• TEXT PASSAGE
○ ○ ○
US shot-putter Raven Saunders has made the Tokyo Olympics' first podium demonstration, after winning her event's silver medal.
As the medallists posed for photos on Sunday, Saunders raised her arms and crossed them into an X shape. She said it represented "the intersection of where all people who are oppressed meet."
The 25-year-old, who is black, gay, and has spoken frankly about her struggles with depression, said she wanted "to be me, to not apologise".
After competing, she said she aimed to give light to "people all around the world who are fighting and don't have the platform to speak up for themselves".
"I'm part of a lot of communities," added Saunders, who twerked in celebration after her final shot put throw.
China's Gong Lijiao won gold, and New Zealand's Valerie Adams the bronze, her fourth medal at successive games.
The International Olympic Committee (IOC) relaxed a ban on protests ahead of the Tokyo Games, allowing athletes to "express their views" during news conferences - but political demonstrations are still banned on the medal stand.
The body was "looking into" the gesture, a spokesperson said. It's unclear what reprimand Saunders could face, as the IOC hasn't outlined potential penalties.
"I really think that my generation really don't care," Saunders said.
"At the end of the day, we really don't care. Shout out to all my black people. Shout out to all my LGBTQ community. Shout out to all my people dealing with mental health. At the end of the day, we understand it's bigger than us and it's bigger than the powers that be. We understand that there's so many people that are looking up to us, that are looking to see if we say something or if we speak up for them."
Athletes' mental health has been the story of this year's Games, after Team USA's gymnastics superstar Simone Biles withdrew from several disciplines to prioritise her welfare.
○ ○ ○
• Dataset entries

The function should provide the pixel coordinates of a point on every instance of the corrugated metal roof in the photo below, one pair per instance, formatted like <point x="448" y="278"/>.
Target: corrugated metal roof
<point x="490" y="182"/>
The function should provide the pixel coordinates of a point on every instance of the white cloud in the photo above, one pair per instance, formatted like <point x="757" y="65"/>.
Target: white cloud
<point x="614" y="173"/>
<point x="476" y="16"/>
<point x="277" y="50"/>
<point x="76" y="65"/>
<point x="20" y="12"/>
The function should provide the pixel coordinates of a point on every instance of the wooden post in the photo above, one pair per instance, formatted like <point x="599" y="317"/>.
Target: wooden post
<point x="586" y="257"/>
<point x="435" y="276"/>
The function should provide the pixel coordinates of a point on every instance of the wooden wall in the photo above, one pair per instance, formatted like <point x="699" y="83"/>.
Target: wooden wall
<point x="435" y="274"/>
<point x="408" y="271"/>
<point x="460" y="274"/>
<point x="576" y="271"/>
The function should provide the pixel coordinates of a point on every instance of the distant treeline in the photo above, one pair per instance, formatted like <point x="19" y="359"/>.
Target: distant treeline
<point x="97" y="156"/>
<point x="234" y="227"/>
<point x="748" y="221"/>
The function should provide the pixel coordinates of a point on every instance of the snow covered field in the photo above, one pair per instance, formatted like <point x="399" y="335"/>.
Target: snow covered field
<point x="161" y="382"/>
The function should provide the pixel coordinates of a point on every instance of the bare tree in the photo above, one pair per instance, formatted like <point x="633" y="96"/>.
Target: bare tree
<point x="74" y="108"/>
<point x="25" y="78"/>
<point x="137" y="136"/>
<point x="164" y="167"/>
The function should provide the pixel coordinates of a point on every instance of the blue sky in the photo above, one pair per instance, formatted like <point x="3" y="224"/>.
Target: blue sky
○ ○ ○
• TASKS TO CARRY OUT
(1) Reproduce the stretch of the Raven Saunders article from "China's Gong Lijiao" through "outlined potential penalties.".
(2) Write the next part of the Raven Saunders article, picking up after its last sentence.

• TASK-BY-TASK OUTPUTS
(1)
China's Gong Lijiao won gold, and New Zealand's Valerie Adams the bronze, her fourth medal at successive games.
The International Olympic Committee (IOC) relaxed a ban on protests ahead of the Tokyo Games, allowing athletes to "express their views" during news conferences - but political demonstrations are still banned on the medal stand.
The body was "looking into" the gesture, a spokesperson said. It's unclear what reprimand Saunders could face, as the IOC hasn't outlined potential penalties.

(2)
Saunders, who made her Olympic debut in Rio de Janeiro in 2016, has described how she considered taking her own life in 2018 while struggling with poor mental health.
Her identity had been consumed by the shot put, she said, and she felt unable to escape from the pressures associated with it. She reached out to a former therapist for support, and was able to form a more balanced relationship with the sport where she has seen such success.
"It's okay to be strong," she said of the situation. "And it's okay to not be strong 100% of the time. It's okay to be able to need people."
Prior to her podium gesture, Saunders had already drawn fan attention for her green and purple hair. Then there's her eye-catching collection of masks, inspired by Marvel Comics character the Hulk, and the Joker from the Batman franchise.
She sees the Hulk as her alter ego - and a reflection of how she learned to compartmentalise, unleashing power in a controlled way.
The Washington Post observed that after her event, she "shimmied into the mixed zone, asking where she could find champagne and singing, 'Celebration.'"
Saunders has described how she grew up watching black tennis champions Venus and Serena Williams, "young black girls with beads in their hair, unapologetic", and what that visibility meant to her.
She now hopes to inspire others through her own achievements - and her honesty.